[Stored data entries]
>>>
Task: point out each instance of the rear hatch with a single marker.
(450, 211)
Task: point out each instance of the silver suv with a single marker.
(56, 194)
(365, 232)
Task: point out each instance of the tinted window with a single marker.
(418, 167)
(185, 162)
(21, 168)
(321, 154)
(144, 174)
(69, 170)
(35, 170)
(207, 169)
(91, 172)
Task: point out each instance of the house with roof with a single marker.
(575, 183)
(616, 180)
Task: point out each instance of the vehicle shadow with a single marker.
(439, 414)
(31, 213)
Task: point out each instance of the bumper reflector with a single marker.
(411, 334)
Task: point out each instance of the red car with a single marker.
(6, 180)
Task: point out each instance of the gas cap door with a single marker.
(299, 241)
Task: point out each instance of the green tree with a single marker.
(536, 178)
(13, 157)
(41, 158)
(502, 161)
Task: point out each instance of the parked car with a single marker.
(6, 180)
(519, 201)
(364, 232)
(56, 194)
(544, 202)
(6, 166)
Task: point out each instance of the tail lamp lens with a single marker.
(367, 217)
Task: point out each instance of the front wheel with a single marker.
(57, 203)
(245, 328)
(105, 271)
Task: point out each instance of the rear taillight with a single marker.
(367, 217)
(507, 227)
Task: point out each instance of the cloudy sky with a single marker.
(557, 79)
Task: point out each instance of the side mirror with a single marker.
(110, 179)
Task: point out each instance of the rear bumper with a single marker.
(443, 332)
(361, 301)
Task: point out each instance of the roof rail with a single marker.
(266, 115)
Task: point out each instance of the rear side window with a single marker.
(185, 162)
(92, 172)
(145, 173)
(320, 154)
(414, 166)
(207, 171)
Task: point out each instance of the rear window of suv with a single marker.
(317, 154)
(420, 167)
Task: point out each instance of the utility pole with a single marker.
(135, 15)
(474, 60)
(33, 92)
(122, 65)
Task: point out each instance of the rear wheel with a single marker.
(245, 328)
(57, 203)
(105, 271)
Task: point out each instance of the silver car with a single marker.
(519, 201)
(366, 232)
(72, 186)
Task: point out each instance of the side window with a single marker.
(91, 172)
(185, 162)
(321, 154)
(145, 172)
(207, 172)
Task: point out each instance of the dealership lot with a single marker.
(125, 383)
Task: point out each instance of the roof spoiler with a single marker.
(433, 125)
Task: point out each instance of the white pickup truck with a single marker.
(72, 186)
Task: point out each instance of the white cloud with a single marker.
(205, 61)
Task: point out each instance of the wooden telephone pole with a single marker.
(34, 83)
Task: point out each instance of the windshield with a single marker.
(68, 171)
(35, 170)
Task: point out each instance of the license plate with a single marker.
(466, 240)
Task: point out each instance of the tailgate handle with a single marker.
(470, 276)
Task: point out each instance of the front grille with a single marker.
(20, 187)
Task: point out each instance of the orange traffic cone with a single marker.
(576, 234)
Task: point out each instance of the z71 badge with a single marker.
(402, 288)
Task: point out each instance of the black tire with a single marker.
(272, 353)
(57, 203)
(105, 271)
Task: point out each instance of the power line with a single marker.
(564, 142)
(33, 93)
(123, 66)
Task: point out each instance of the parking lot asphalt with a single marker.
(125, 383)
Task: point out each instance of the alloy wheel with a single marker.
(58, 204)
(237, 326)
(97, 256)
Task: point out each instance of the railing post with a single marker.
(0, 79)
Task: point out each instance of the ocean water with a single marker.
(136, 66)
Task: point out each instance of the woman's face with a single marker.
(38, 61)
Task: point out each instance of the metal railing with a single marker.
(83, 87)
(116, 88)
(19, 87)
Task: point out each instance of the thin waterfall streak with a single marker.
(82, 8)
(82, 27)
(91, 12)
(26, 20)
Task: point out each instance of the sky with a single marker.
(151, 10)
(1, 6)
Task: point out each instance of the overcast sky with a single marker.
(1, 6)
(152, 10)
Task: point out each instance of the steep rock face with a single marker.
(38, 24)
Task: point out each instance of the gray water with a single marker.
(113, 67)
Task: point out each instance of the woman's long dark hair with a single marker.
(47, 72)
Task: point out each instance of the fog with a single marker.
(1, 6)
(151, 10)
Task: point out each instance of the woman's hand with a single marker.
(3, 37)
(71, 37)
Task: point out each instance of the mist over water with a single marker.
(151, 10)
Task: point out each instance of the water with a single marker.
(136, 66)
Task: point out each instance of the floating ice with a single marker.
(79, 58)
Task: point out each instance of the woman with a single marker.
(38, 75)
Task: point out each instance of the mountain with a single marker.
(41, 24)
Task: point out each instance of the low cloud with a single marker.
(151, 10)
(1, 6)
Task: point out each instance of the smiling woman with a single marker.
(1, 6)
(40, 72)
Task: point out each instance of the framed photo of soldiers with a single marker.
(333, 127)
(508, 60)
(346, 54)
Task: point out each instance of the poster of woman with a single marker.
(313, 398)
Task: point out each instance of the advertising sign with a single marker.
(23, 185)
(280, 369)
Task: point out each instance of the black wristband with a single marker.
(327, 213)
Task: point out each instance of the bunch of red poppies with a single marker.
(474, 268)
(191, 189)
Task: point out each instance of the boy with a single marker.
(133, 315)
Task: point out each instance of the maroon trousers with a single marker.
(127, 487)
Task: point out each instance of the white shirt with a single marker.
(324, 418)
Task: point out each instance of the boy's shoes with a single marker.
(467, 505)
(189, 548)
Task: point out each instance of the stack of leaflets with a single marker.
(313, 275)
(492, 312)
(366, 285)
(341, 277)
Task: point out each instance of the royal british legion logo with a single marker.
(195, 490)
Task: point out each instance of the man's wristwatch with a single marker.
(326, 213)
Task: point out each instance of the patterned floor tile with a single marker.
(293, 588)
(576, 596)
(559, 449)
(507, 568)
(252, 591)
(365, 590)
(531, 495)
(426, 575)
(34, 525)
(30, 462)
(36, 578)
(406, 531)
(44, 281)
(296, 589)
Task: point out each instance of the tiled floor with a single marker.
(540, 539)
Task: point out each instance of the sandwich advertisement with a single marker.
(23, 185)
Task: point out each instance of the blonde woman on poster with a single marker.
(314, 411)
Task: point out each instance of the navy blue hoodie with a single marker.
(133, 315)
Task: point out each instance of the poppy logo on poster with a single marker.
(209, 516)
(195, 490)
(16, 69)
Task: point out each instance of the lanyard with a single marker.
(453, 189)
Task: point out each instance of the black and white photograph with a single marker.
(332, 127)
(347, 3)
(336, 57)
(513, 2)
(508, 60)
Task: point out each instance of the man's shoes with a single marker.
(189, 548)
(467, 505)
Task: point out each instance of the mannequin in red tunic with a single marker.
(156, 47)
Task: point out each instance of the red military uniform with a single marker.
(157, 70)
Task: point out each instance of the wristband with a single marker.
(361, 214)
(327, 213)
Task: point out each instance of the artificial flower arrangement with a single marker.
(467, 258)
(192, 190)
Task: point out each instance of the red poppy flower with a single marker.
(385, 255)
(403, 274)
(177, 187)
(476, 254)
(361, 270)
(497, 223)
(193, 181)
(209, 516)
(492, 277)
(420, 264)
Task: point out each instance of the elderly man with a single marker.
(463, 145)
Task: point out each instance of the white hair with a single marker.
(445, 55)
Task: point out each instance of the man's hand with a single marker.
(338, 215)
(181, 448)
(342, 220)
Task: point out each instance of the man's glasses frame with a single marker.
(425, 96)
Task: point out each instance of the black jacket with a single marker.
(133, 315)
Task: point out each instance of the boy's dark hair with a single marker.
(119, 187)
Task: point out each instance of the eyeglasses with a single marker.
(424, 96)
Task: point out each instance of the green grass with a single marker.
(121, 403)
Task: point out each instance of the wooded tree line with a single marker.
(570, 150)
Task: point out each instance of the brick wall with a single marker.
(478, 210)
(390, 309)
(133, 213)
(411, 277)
<<<
- [Task details]:
After reading the data above, return it verbatim in full.

- [Response]:
Task: point out each instance of the rear hatch with a single marker.
(450, 211)
Task: point out each instance of the silver suv with a single marker.
(56, 194)
(365, 232)
Task: point out each instance of the tinted window with a single marker.
(418, 167)
(185, 162)
(21, 168)
(321, 154)
(144, 174)
(69, 170)
(35, 170)
(207, 169)
(91, 172)
Task: point out each instance of the house with roof with a single marker.
(575, 183)
(616, 180)
Task: point out each instance of the vehicle shadow with a single marker.
(439, 414)
(31, 213)
Task: point out each instance of the bumper reflector with a single marker.
(411, 334)
Task: point out each instance of the red car with a single marker.
(6, 180)
Task: point out each instance of the gas cap door with a single marker.
(299, 241)
Task: point out each instance of the green tree with a single marker.
(536, 178)
(13, 157)
(41, 158)
(502, 161)
Task: point out each instance of the parked car with a single marker.
(6, 180)
(519, 201)
(364, 232)
(56, 194)
(544, 202)
(6, 166)
Task: point out each instance of the tail lamp lens with a single marker.
(367, 217)
Task: point out each instance of the front wheel with a single marker.
(57, 203)
(245, 328)
(105, 271)
Task: point out each instance of the rear taillight with a single marker.
(367, 217)
(507, 227)
Task: point out each instance of the cloudy sky with a single marker.
(557, 79)
Task: point out each instance of the side mirror with a single marker.
(110, 179)
Task: point out each instance of the rear bumper with a single marker.
(443, 332)
(361, 301)
Task: point out each instance of the roof rail with a single marker.
(266, 115)
Task: point out each instance of the rear side window with a single marker.
(185, 162)
(92, 172)
(145, 173)
(320, 154)
(414, 166)
(207, 171)
Task: point out each instance of the rear window of suv with a single marker.
(317, 154)
(420, 167)
Task: point out each instance of the utility pole with a single marker.
(135, 15)
(474, 60)
(33, 92)
(122, 65)
Task: point out each instance of the rear wheel with a single marker.
(245, 328)
(57, 203)
(105, 271)
Task: point out each instance of the silver car with a single marker.
(519, 201)
(366, 232)
(72, 186)
Task: point out each instance of the side window with a single marker.
(91, 172)
(185, 162)
(321, 154)
(145, 172)
(207, 172)
Task: point out each instance of the dealership lot with a single marker.
(125, 383)
Task: point out each instance of the roof spoiler with a single marker.
(433, 125)
Task: point out each instance of the white pickup truck with a single marker.
(72, 186)
Task: point out each instance of the white cloud with a single marker.
(205, 61)
Task: point out each instance of the wooden telephone pole with a single marker.
(34, 83)
Task: point out each instance of the windshield with a single marker.
(68, 171)
(35, 170)
Task: point out each instance of the license plate with a single marker.
(466, 240)
Task: point out each instance of the tailgate handle with a single marker.
(470, 276)
Task: point out each instance of the front grille with a single marker.
(20, 187)
Task: point out each instance of the orange traffic cone with a single marker.
(576, 234)
Task: point out each instance of the z71 badge with a single marker.
(402, 288)
Task: point out each instance of the black tire with a single marker.
(272, 353)
(57, 203)
(105, 271)
Task: point out each instance of the power line with a single marker.
(564, 142)
(33, 93)
(123, 66)
Task: point out each instance of the parking lot asphalt with a single marker.
(125, 383)
Task: point out each instance of the alloy wheel with a single marker.
(58, 204)
(237, 326)
(97, 256)
Task: point out each instance of the railing post with a single marker.
(0, 79)
Task: point out each instance of the ocean water with a single marker.
(136, 66)
Task: point out each instance of the woman's face with a single marker.
(38, 61)
Task: point out each instance of the metal railing with a single marker.
(83, 87)
(116, 88)
(19, 87)
Task: point out each instance of the thin waterfall streak with a single marker.
(82, 8)
(82, 27)
(91, 12)
(26, 20)
Task: point out each instance of the sky with a single marker.
(151, 10)
(1, 6)
Task: point out each instance of the overcast sky with a single marker.
(1, 6)
(152, 10)
Task: point out each instance of the steep rock face with a single marker.
(38, 24)
Task: point out each instance of the gray water with a single marker.
(113, 67)
Task: point out each instance of the woman's long dark hair with a single marker.
(47, 72)
Task: point out each instance of the fog with a single marker.
(1, 6)
(151, 10)
Task: point out each instance of the woman's hand with a single marker.
(3, 37)
(71, 37)
Task: point out each instance of the mist over water with a single marker.
(151, 10)
Task: point out each instance of the water with a single marker.
(136, 66)
Task: point out each instance of the floating ice with a single marker.
(79, 58)
Task: point out each instance of the woman with a single marker.
(38, 75)
Task: point out each instance of the mountain with a single marker.
(41, 24)
Task: point out each instance of the low cloud with a single marker.
(151, 10)
(1, 6)
Task: point out each instance of the smiling woman with a single marker.
(1, 6)
(40, 72)
Task: point out each instance of the framed photo of soldiers with a single marker.
(333, 127)
(508, 60)
(346, 54)
Task: point out each instance of the poster of woman with a single marker.
(313, 398)
Task: point out each instance of the advertising sign with a single marker.
(23, 185)
(280, 369)
Task: point out each instance of the black wristband with a single marker.
(327, 213)
Task: point out each instance of the bunch of red poppies with a single marker.
(474, 268)
(191, 189)
Task: point out each instance of the boy with a single marker.
(133, 315)
Task: point out each instance of the maroon trousers with a single marker.
(127, 487)
Task: point out each instance of the white shirt with a single marker.
(324, 418)
Task: point out each instance of the boy's shoes with a single marker.
(467, 505)
(189, 548)
Task: point out each instance of the stack of leaflets with a single marker.
(313, 275)
(492, 312)
(366, 285)
(341, 277)
Task: point out each instance of the royal british legion logo with a single marker.
(195, 490)
Task: point out each instance of the man's wristwatch with a single marker.
(326, 213)
Task: point out each instance of the patterned floor tile with a single marker.
(293, 588)
(576, 596)
(559, 449)
(507, 568)
(252, 591)
(365, 590)
(531, 495)
(426, 575)
(34, 525)
(30, 462)
(36, 578)
(406, 531)
(44, 281)
(296, 589)
Task: point out each instance of the tiled floor with a single marker.
(540, 539)
Task: point out each instance of the sandwich advertisement with a single marker.
(23, 185)
Task: point out each instance of the blonde woman on poster with a single marker.
(314, 411)
Task: point out each instance of the navy blue hoodie with a single marker.
(133, 315)
Task: point out each instance of the poppy logo on poster with a single marker.
(209, 516)
(195, 490)
(16, 69)
Task: point out each instance of the lanyard with a single marker.
(453, 189)
Task: point out each instance of the black and white photograph with a single marker.
(332, 127)
(347, 3)
(336, 57)
(513, 2)
(508, 60)
Task: point out each instance of the man's shoes with a single marker.
(189, 548)
(467, 505)
Task: point out each instance of the mannequin in red tunic with a single marker.
(156, 47)
Task: point out each instance of the red military uniform with a single marker.
(157, 70)
Task: point out each instance of the wristband with a single marker.
(361, 214)
(327, 213)
Task: point out each instance of the artificial flower arrangement with a single marker.
(467, 258)
(192, 190)
Task: point out each instance of the red poppy flower with a single marker.
(385, 255)
(403, 274)
(177, 187)
(476, 254)
(361, 270)
(497, 223)
(193, 181)
(209, 516)
(492, 277)
(420, 264)
Task: point out each instance of the elderly man with a single marker.
(463, 145)
Task: point out each instance of the white hair with a single marker.
(445, 55)
Task: point out each instance of the man's hand with a single marker.
(338, 215)
(181, 448)
(342, 220)
Task: point out each instance of the man's glasses frame with a single marker.
(425, 96)
Task: point out each instance of the black jacket with a single marker.
(133, 315)
Task: point out each instance of the boy's dark hair with a single marker.
(119, 187)
Task: point out each instance of the eyeglasses with a single marker.
(424, 96)
Task: point out each instance of the green grass with a single marker.
(121, 403)
Task: point out each instance of the wooded tree line with a single marker.
(570, 150)
Task: point out each instance of the brick wall with a single marker.
(478, 210)
(390, 309)
(133, 213)
(411, 277)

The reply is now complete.